╭─ Stored records

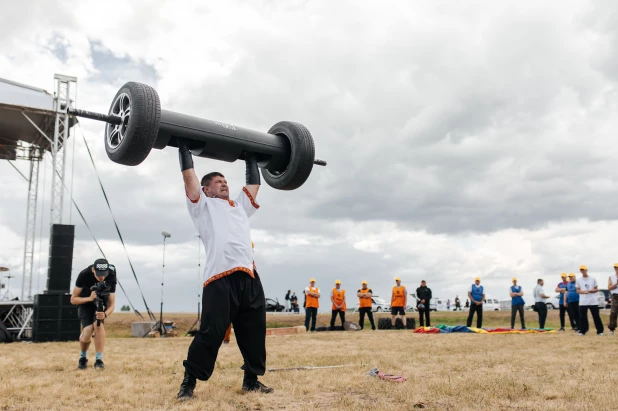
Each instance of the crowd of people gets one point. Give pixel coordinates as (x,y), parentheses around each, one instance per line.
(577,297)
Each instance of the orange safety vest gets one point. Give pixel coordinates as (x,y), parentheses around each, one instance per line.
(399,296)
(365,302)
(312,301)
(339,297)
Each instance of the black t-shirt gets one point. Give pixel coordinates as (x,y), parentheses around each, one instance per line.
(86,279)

╰─
╭─ Stored records

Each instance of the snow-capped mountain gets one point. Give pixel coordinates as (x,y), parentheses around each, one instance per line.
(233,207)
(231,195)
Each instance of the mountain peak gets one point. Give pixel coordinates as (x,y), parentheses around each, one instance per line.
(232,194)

╰─
╭─ Stored records

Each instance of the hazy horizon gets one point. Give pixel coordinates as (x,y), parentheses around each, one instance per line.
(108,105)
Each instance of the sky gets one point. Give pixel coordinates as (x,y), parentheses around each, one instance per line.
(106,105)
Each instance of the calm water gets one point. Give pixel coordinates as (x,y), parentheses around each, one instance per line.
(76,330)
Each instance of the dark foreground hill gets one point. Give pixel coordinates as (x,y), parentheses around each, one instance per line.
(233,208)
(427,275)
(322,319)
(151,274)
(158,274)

╰─

=== Written exercise ===
Gather every line of the data above that contains the word "mountain", copying each one in full. Case counts.

=== Solution for this problem ===
Each instance of the snow-capped mountain gets one point. Give pixel coordinates as (x,y), parentheses around each, one instance per line.
Each instance of the mountain peak gets one point. Give pixel coordinates as (x,y), parentheses around each, one instance per line.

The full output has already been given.